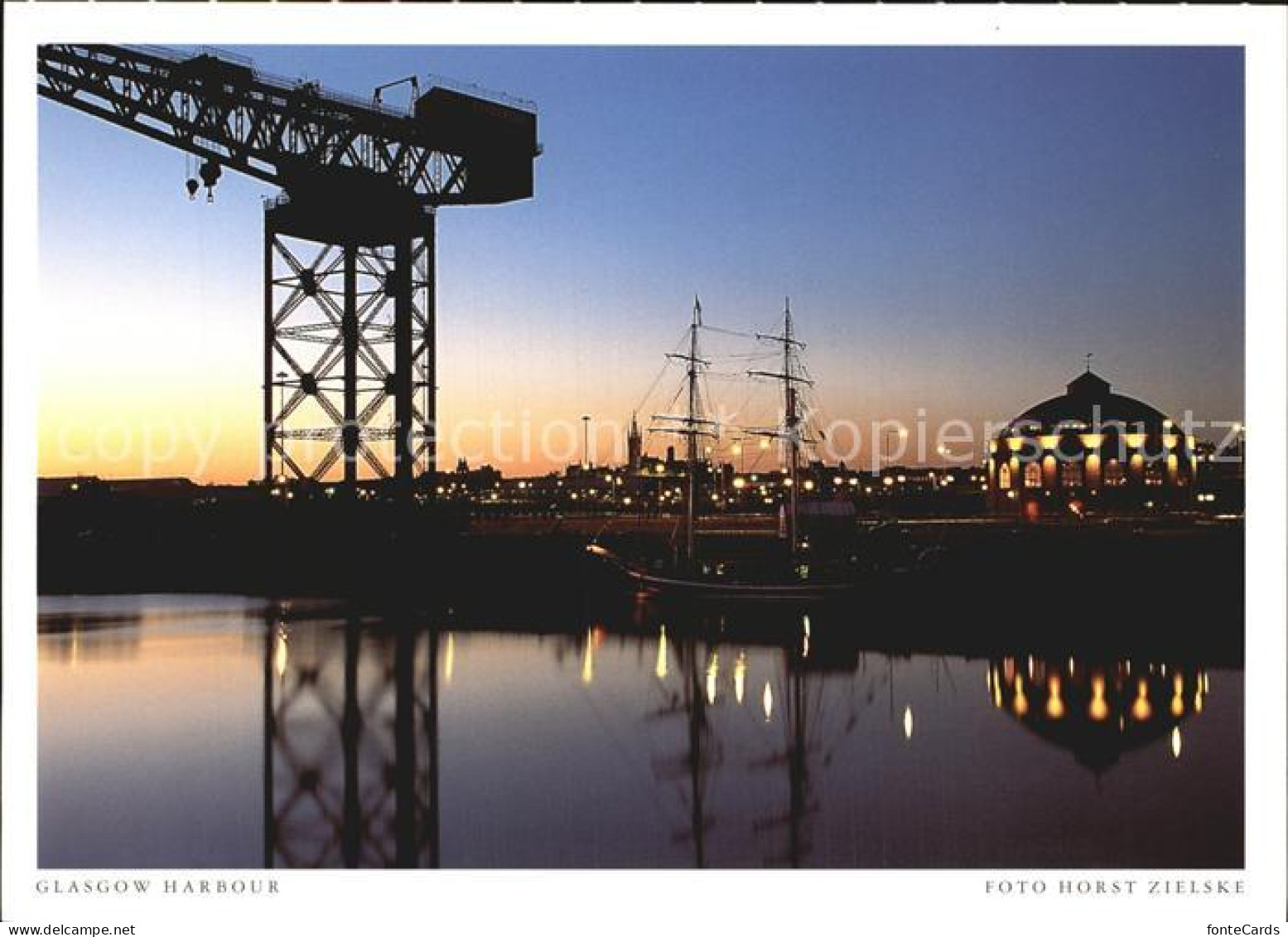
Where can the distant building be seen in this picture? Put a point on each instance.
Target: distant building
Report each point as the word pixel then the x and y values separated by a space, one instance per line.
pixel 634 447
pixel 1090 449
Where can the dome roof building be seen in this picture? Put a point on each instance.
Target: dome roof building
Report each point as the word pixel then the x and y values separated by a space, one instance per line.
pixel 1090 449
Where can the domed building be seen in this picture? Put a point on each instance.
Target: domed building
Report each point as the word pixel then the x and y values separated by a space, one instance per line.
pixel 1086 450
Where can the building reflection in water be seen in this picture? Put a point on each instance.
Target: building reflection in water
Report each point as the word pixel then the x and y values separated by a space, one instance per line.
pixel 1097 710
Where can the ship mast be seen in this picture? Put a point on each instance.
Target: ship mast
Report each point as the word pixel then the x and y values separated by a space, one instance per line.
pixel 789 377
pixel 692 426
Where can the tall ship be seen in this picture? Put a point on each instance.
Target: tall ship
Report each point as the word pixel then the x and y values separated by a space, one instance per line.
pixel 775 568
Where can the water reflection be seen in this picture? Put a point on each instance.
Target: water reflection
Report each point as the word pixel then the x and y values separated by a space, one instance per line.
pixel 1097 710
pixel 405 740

####

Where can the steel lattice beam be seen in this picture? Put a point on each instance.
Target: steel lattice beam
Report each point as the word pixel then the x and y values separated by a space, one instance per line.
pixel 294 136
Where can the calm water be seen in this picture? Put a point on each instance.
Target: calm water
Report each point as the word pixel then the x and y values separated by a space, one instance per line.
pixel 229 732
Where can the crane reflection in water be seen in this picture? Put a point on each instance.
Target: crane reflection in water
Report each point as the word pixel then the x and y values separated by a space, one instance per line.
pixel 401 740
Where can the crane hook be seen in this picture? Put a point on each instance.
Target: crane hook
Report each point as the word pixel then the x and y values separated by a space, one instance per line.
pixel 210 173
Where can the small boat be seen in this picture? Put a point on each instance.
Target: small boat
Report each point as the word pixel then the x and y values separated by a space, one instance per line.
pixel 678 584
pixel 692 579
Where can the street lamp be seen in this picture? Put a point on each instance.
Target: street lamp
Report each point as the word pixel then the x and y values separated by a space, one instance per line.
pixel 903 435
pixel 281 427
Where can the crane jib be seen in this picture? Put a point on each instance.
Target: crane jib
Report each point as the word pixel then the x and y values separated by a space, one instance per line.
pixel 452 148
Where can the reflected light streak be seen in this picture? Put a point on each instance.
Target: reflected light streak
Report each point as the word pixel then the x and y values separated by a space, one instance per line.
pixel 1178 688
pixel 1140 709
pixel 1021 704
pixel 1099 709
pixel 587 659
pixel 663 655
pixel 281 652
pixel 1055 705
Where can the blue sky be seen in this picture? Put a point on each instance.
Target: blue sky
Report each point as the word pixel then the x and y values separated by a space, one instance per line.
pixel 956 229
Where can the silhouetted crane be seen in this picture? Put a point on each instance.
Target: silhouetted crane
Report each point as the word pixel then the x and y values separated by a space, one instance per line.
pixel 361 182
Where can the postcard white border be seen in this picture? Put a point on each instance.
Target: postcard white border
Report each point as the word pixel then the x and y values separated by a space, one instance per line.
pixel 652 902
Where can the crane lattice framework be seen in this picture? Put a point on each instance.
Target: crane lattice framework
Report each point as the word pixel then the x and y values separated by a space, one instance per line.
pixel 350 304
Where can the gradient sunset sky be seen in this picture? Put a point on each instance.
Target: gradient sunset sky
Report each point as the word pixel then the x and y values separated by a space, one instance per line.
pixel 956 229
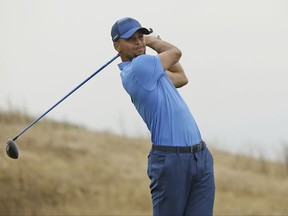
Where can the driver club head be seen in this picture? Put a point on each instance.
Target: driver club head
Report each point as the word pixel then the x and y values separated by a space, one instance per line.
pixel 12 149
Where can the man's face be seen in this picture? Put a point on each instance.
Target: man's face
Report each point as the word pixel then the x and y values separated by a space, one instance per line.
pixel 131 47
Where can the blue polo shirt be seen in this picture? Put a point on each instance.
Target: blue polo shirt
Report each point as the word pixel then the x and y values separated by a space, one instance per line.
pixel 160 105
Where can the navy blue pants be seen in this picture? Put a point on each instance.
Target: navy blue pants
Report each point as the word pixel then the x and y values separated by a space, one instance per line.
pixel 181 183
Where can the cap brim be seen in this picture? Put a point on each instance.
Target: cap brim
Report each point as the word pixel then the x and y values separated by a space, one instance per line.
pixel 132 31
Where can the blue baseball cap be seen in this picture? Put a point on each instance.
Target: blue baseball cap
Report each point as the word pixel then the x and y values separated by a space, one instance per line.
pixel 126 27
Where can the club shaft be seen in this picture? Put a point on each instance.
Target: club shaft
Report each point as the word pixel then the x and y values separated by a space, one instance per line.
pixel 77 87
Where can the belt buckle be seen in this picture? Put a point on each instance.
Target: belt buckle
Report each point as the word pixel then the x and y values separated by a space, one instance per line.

####

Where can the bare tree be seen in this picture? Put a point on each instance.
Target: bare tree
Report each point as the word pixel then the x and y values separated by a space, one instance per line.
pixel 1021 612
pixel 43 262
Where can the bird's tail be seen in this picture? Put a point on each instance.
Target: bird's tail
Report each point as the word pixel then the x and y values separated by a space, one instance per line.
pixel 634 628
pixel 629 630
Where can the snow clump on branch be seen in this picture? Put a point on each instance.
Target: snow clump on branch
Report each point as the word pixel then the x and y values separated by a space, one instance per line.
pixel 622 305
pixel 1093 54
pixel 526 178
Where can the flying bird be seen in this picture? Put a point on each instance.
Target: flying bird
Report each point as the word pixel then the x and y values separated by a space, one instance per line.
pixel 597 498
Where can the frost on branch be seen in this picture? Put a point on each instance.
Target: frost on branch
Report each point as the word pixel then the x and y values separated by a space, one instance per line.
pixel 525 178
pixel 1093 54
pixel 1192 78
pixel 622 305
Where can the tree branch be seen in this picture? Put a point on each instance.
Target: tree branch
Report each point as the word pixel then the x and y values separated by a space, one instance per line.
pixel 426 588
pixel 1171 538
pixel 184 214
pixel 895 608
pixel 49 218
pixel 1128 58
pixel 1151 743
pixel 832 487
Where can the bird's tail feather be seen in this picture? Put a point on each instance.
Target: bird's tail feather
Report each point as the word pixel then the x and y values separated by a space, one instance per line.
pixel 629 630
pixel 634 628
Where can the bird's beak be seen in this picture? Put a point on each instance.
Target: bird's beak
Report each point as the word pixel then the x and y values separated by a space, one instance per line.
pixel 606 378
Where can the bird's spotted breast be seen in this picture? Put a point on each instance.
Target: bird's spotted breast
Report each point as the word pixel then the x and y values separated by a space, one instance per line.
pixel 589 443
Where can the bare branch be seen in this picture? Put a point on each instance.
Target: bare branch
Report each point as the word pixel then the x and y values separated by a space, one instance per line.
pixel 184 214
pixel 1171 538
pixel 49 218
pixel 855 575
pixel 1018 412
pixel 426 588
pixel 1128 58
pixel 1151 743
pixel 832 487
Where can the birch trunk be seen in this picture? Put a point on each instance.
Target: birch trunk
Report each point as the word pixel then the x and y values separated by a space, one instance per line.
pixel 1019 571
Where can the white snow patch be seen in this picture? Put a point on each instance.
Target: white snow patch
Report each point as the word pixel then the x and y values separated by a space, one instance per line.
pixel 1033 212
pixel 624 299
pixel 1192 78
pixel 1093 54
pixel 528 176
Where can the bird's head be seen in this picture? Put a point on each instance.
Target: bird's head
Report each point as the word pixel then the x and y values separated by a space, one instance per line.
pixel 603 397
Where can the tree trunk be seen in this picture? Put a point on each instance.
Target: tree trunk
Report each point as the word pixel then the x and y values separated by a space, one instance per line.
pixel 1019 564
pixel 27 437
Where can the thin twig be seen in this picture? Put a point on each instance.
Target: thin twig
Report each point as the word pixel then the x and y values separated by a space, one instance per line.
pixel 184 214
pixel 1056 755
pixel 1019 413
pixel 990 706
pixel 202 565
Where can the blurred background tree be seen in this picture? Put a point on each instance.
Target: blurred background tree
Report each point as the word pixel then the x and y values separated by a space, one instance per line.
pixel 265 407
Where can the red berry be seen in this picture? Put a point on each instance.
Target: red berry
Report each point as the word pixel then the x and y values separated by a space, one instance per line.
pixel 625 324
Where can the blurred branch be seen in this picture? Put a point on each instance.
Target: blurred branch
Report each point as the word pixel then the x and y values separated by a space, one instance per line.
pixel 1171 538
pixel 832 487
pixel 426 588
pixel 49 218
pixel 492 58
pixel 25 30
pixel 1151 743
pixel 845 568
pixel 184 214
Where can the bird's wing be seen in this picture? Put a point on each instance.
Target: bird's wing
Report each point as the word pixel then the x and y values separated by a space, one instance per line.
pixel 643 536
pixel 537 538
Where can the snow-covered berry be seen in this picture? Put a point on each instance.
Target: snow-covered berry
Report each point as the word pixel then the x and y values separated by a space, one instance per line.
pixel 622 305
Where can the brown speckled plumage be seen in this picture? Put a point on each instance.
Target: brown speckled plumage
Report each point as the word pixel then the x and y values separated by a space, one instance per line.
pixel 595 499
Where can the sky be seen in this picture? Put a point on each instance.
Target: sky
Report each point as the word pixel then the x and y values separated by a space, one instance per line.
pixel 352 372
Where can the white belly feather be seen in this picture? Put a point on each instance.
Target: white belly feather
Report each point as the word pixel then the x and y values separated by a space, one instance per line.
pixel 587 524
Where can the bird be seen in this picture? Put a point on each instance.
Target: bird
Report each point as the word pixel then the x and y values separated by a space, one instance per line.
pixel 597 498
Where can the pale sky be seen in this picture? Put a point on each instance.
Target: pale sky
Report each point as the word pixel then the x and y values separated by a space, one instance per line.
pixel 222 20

####

• DO THIS: Copy the material word for word, starting at the line containing "Where can the birch" and ending at the line containing "pixel 528 176", both included.

• RESPONSE TO THE TASK:
Where can the birch trunk be seen in this picture? Put a point on each instance.
Target: birch trunk
Report each point as the word pixel then the x and y values separated by a space, one instance per line.
pixel 1019 571
Where can the white snow patch be seen in this picture? Put a point on each instance.
Target: white snow patch
Report each point as the word pixel then the x and y values separated by a space, one instance per line.
pixel 1033 212
pixel 624 299
pixel 1192 78
pixel 1093 54
pixel 528 176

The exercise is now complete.